==== Passage to read
Home prices continue to rise, but the rate of increase is decelerating.  The S&P/Case Shiller 20-city index was up decently in June and has moved back to fall, but the gain over the year was down in all twenty cities.  The price index is back to where it was in fall 2004.

MARKETS AND FED POLICY IMPLICATIONS: Consumers are feeling a lot better about economic conditions, but they are not exuberant about their income possibilities.  That is holding back spending and until the labor market tightens further, wage increases will remain limited.  That is why the debate over the slack in the workforce is so important.  In addition, home price gains are slowing.  While that may help affordability, it hurts the churn in the market as fewer homeowners will see their equity levels rise to where they can once again sell their homes.  That said, the jump in orders does point to continued decent overall economic growth but until we get the consumer going, strong growth will remain a wish not a reality.  Investors should understand that, even as they bid up prices.  But these reports only add to the divisions that exist at the Fed.  It’s still the labor market and we don’t get the August employment report until the Friday after Labor Day.

June Durable Goods Orders

KEY DATA: Durables: +0.7%; Excluding Transportation: +0.8%; Non-Defense, Non-Aircraft Capital Spending: +1.4%

IN A NUTSHELL:  “Corporations are investing in big-ticket items, a clear indication that business conditions are improving.”
========
Apply what you read:
A - Set down the part of the market commentary starting at "Home prices continue" and ending at "in fall 2004.".
B - Do the following statements agree with the market commentary? Answer yes or no for each, quoting the words that decide it. (i) The gain over the year in the S&P/Case Shiller 20-city index was down in all twenty cities. (ii) Consumers are exuberant about their income possibilities. (iii) The August employment report comes out before Labor Day.
C - According to the market commentary, by how much did non-defense, non-aircraft capital spending change in the June durable goods orders?
==== Dataset excerpts
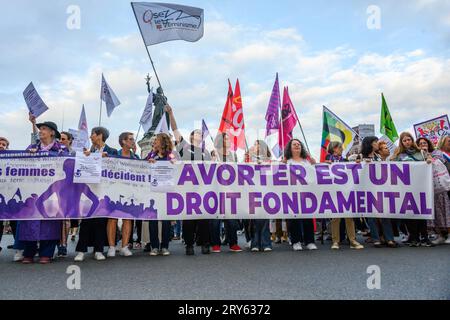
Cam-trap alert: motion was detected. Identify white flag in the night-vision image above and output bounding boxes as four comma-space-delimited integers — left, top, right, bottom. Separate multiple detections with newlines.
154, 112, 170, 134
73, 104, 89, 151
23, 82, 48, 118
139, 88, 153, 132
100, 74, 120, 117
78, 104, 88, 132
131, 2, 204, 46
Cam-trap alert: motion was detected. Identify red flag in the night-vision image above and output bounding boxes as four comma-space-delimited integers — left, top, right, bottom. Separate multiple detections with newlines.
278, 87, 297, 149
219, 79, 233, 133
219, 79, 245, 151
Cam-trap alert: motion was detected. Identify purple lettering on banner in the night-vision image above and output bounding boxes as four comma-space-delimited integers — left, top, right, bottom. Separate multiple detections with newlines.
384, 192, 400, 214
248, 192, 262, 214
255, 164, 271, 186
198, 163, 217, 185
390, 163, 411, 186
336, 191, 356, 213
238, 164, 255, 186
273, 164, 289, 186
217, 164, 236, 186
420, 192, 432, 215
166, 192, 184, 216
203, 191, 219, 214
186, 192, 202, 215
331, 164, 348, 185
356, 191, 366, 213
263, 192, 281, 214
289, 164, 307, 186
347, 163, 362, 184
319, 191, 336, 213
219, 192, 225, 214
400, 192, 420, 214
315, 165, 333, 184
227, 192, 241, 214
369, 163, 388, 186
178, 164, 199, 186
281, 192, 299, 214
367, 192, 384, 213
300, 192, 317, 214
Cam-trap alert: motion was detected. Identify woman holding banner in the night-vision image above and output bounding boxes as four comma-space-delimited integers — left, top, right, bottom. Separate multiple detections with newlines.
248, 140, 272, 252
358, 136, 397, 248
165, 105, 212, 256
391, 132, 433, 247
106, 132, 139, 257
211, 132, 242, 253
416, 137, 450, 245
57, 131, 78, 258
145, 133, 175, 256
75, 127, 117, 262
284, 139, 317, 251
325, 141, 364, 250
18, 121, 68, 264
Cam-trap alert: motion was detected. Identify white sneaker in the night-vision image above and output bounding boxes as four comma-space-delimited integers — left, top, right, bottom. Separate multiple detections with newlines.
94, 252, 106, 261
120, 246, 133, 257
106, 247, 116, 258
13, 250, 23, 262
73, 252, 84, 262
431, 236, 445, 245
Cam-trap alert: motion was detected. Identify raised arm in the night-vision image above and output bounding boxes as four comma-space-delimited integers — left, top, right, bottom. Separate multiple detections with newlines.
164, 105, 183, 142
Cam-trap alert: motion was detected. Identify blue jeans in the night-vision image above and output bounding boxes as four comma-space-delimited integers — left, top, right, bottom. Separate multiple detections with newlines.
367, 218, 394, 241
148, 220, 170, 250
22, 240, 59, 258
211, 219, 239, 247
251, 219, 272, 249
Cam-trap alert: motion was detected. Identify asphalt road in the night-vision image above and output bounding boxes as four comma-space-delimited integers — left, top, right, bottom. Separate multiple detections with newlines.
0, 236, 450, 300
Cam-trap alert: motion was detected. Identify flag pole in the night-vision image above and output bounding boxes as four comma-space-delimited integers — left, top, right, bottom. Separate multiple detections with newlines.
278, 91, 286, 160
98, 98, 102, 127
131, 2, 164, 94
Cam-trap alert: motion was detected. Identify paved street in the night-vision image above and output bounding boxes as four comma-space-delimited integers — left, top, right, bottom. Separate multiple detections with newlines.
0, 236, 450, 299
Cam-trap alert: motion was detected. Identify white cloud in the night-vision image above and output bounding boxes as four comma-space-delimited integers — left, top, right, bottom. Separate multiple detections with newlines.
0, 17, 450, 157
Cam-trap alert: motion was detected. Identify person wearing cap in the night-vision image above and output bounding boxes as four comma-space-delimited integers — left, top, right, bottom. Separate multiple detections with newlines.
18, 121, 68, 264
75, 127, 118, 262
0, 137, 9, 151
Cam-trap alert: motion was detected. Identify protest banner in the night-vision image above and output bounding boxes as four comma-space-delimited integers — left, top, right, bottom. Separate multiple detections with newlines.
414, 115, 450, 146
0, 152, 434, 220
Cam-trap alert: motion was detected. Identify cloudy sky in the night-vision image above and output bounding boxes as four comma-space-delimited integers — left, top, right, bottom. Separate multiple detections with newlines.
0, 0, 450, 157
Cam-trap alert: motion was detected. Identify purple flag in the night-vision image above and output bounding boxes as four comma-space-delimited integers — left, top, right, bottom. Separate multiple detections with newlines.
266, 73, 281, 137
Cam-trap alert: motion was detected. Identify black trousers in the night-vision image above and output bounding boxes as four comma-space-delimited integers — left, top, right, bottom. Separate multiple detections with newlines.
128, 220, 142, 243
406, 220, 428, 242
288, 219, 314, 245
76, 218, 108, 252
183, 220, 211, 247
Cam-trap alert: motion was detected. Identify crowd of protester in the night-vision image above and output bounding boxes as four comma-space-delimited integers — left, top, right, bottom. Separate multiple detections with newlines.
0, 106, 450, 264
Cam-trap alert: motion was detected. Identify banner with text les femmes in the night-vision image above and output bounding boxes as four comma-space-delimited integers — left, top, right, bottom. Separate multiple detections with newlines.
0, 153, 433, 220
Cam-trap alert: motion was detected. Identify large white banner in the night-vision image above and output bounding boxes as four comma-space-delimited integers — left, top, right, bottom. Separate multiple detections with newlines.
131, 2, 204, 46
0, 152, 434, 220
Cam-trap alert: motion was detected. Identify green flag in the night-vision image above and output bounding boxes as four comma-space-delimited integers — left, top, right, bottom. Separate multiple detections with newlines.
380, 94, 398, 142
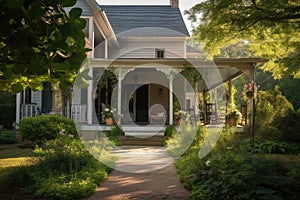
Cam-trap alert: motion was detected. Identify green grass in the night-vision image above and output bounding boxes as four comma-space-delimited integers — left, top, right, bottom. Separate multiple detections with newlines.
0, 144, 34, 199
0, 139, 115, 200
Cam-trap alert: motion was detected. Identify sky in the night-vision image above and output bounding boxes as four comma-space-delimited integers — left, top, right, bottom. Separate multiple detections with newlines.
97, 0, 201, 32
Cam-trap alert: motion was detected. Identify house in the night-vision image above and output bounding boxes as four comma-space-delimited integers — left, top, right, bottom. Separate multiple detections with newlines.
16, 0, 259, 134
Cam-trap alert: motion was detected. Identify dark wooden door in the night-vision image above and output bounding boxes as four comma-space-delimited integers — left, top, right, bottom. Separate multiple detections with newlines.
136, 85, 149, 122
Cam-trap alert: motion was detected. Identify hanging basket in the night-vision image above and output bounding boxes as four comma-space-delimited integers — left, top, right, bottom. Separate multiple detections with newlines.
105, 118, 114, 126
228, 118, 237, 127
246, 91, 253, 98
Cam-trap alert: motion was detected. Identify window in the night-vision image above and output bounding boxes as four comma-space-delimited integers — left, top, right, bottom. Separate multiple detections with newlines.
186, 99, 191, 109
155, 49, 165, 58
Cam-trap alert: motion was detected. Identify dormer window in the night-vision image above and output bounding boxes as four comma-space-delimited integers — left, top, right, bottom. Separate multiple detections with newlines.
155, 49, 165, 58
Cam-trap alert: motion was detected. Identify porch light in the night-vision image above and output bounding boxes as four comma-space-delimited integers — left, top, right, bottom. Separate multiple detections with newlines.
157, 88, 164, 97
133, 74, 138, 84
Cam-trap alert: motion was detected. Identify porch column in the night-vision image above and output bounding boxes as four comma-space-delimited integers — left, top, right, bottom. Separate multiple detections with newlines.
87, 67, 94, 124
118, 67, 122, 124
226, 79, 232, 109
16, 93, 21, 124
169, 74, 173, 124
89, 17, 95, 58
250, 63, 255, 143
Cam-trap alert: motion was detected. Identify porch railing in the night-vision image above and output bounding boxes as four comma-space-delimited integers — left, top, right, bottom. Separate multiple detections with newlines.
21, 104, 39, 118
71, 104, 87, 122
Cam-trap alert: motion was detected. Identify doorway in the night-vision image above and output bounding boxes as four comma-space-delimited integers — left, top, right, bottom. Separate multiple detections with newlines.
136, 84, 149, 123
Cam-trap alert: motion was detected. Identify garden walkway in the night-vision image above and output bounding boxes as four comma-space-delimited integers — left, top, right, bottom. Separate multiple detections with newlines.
========
Answer section:
A -
Home prices continue to rise, but the rate of increase is decelerating.  The S&P/Case Shiller 20-city index was up decently in June and has moved back to fall, but the gain over the year was down in all twenty cities.  The price index is back to where it was in fall 2004.

B -
(i) Yes: "the gain over the year was down in all twenty cities"
(ii) No: "they are not exuberant about their income possibilities"
(iii) No: "we don’t get the August employment report until the Friday after Labor Day"

C - +1.4%